CHURCHES TRUE CHURCHES?

BY GRAHAM MOORHOUSE

POSTED BY: WEB TEAM    |    02.12.2016       

Protestants are divided into thousands of differing sects, many of which disagree even about the basics.  Some, for example, teach that a spiritual awakening, which they call being "born again", is sufficient for salvation, while others, the Baptists for example, teach that baptism by total immersion  is essential.  Can any one reading the New Testament honestly say that they find anything even remotely comparable?  Of course not: in the Bible we find one Church and one Church only, and that Church is acclaimed as "... the pillar and ground of the truth" (1 Timothy 3:15).  And that Church, the Catholic Church, which has an unbroken line of succession going right back to the apostles, has remained united and one for 2,000 years.

Great men and women fall into two broad categories.  There are those who leave it to providence to carry on their work after their deaths, and there are those who put a well thought-out organization in place for this purpose.  Christ is without a doubt in the second category.  Christ deliberately left behind Him the organised institution that we call the Catholic Church.

· · · ·

* **WORK TO COMPLETE**
[a] According to the article on church unity, what do the Baptists teach is essential?
[b] Extract the passage of the article on church unity between "POSTED BY: WEB" and "for 2,000 years.", inclusive.

Dataset excerpt
· · · ·

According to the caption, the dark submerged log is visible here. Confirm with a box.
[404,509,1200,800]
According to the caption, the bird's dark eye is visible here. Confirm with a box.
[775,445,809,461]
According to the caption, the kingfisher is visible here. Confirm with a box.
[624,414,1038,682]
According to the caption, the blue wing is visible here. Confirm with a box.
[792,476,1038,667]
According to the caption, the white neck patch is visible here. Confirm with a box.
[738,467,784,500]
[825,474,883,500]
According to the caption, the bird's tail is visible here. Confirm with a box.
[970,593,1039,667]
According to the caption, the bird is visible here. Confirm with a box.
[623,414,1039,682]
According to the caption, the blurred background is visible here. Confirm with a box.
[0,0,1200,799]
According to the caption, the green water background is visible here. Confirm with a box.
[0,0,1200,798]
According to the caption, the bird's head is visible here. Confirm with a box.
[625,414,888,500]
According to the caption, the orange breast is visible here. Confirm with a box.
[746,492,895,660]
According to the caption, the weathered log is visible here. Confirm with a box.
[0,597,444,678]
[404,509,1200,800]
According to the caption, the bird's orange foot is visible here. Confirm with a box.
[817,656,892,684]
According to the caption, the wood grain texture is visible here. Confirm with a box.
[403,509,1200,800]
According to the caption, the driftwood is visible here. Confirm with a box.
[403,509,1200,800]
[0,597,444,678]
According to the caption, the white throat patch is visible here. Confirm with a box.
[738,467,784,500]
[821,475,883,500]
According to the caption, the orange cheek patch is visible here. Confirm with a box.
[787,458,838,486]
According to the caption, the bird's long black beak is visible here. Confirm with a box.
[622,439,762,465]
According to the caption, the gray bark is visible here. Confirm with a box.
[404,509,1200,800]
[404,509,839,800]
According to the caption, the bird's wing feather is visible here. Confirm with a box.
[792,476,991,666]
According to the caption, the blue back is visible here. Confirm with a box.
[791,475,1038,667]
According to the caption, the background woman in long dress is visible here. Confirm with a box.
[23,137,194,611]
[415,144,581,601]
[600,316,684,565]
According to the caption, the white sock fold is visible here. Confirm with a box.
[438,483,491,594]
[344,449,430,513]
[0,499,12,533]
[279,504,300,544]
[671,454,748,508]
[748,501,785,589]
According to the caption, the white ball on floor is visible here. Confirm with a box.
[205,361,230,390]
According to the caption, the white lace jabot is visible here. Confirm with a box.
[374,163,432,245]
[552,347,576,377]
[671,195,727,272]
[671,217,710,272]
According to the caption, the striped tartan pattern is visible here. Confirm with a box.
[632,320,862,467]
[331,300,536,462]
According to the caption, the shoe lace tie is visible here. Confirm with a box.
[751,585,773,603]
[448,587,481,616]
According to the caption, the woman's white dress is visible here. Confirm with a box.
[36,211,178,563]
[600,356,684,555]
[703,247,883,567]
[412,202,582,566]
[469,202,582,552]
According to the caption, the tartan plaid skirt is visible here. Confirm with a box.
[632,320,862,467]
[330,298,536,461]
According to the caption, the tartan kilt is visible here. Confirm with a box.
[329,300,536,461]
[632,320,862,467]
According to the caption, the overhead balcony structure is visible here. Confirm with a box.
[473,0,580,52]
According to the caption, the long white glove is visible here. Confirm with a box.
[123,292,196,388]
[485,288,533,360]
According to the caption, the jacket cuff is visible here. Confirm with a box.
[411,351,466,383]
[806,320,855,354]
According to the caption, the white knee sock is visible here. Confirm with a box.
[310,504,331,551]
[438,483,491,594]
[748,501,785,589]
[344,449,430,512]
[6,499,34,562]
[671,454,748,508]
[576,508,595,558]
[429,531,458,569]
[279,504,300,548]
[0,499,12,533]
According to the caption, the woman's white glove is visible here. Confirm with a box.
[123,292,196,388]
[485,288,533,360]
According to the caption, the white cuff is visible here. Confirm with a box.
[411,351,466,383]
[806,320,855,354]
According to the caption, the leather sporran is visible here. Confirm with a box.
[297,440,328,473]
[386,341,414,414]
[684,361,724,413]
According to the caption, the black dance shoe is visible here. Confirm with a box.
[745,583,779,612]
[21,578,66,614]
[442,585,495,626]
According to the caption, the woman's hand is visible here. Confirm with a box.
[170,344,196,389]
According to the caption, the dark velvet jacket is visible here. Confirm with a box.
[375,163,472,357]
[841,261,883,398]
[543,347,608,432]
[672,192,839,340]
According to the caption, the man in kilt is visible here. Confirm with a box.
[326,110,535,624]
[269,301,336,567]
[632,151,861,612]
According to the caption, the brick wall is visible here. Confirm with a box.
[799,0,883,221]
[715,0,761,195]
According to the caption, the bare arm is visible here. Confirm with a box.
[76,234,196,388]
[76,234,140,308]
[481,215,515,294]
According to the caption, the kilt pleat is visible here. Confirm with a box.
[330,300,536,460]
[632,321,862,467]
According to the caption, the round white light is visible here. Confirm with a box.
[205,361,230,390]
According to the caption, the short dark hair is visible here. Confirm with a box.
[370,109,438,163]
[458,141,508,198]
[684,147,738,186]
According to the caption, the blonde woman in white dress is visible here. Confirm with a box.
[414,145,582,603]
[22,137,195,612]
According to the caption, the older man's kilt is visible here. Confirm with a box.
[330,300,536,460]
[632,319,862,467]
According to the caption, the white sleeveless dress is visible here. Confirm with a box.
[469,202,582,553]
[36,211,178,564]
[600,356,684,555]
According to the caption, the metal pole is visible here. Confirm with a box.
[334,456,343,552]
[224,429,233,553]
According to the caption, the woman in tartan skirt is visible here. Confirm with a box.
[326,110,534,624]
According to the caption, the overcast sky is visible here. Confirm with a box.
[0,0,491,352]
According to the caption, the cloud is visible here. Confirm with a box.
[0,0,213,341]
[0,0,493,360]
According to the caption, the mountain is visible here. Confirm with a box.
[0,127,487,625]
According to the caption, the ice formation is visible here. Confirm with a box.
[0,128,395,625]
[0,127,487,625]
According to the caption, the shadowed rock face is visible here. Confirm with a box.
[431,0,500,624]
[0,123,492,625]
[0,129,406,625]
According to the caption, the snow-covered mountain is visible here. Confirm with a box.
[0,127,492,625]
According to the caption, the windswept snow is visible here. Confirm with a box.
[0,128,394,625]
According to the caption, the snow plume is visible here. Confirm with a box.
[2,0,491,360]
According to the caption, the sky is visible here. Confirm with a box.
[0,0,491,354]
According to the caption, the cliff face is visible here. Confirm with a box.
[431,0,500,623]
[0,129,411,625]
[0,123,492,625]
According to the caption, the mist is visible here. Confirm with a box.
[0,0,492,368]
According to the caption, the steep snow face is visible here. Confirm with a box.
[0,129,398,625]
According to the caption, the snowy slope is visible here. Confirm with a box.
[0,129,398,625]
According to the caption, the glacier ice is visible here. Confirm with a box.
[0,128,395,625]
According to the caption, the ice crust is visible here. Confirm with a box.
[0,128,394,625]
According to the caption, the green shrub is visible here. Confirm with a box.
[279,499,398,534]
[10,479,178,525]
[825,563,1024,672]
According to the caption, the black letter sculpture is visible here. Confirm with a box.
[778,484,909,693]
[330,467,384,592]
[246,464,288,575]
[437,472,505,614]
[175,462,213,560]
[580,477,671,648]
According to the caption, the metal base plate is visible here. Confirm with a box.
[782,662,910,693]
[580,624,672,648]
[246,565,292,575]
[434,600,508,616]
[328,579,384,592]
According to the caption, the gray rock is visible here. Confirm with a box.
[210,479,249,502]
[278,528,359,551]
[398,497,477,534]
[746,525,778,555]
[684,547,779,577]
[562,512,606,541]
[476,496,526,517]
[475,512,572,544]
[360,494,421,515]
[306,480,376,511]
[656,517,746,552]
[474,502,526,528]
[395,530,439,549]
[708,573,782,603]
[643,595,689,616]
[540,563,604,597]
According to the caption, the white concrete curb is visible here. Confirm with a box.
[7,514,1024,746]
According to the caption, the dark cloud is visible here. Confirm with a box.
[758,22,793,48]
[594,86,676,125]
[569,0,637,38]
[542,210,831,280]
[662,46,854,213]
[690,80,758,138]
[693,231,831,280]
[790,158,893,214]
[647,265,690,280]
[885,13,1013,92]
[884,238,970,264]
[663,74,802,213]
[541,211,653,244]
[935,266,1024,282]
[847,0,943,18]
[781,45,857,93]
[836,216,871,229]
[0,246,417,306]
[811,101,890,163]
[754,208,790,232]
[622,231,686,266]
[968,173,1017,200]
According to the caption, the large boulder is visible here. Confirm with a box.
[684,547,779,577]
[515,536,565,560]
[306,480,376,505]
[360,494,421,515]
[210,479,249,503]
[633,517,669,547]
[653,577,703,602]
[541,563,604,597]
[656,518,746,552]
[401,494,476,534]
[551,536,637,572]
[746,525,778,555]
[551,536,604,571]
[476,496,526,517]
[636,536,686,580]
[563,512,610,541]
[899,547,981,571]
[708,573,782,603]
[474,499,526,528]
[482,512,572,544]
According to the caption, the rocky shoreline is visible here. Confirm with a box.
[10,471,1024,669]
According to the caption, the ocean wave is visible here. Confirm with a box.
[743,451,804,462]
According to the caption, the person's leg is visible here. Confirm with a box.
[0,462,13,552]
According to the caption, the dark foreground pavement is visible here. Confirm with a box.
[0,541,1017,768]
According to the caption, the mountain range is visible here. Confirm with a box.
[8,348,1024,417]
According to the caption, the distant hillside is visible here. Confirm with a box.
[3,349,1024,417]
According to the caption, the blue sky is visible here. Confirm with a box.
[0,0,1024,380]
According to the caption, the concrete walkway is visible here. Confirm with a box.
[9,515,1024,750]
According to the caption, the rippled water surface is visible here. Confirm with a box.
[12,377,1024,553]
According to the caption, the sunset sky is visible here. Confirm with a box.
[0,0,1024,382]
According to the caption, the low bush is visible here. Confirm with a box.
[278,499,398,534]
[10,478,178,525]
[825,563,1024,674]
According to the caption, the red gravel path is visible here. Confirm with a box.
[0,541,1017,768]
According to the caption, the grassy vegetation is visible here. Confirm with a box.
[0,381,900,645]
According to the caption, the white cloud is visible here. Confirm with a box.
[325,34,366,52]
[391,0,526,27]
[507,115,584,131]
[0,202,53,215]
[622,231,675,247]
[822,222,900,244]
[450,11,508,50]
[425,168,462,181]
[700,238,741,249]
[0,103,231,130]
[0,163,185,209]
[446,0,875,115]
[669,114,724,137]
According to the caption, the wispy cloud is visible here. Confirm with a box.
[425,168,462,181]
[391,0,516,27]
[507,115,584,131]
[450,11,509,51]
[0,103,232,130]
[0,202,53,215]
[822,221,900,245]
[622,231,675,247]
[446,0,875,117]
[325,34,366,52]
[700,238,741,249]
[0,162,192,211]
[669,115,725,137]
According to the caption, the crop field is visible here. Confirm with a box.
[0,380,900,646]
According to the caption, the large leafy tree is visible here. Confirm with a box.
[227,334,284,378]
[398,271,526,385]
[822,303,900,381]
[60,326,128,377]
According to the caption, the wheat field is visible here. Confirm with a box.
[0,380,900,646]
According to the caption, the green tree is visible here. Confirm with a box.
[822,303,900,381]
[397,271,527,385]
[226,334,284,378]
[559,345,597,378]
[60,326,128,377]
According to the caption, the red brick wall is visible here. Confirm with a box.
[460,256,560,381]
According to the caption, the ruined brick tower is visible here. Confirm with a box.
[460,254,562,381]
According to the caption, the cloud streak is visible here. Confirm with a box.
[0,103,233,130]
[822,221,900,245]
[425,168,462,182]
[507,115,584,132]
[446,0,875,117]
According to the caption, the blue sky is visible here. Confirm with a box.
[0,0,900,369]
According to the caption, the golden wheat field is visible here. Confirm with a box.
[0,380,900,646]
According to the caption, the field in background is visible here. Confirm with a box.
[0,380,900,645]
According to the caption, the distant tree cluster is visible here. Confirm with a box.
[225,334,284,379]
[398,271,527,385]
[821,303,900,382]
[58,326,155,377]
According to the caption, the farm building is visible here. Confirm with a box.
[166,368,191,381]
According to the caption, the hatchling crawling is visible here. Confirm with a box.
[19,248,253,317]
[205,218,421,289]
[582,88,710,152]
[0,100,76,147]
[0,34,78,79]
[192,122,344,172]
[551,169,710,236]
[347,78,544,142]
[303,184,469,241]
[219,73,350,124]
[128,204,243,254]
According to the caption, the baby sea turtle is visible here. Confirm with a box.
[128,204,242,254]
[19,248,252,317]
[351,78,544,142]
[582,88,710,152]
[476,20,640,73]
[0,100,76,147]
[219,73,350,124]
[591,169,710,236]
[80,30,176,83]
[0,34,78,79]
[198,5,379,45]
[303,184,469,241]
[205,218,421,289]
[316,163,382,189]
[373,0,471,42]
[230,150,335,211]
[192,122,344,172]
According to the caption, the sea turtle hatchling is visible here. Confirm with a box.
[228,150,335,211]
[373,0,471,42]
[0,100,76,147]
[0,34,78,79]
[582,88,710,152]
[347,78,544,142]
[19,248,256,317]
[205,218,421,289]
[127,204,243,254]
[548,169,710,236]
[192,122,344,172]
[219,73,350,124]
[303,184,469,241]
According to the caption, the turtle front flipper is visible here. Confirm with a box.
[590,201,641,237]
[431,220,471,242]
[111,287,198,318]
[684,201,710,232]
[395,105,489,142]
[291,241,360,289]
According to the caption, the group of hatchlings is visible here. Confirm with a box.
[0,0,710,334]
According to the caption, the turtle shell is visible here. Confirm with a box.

· · · ·

* **TASK RESULTS**
[a] Baptism by total immersion.

[b]
POSTED BY: WEB TEAM    |    02.12.2016       

Protestants are divided into thousands of differing sects, many of which disagree even about the basics.  Some, for example, teach that a spiritual awakening, which they call being "born again", is sufficient for salvation, while others, the Baptists for example, teach that baptism by total immersion  is essential.  Can any one reading the New Testament honestly say that they find anything even remotely comparable?  Of course not: in the Bible we find one Church and one Church only, and that Church is acclaimed as "... the pillar and ground of the truth" (1 Timothy 3:15).  And that Church, the Catholic Church, which has an unbroken line of succession going right back to the apostles, has remained united and one for 2,000 years.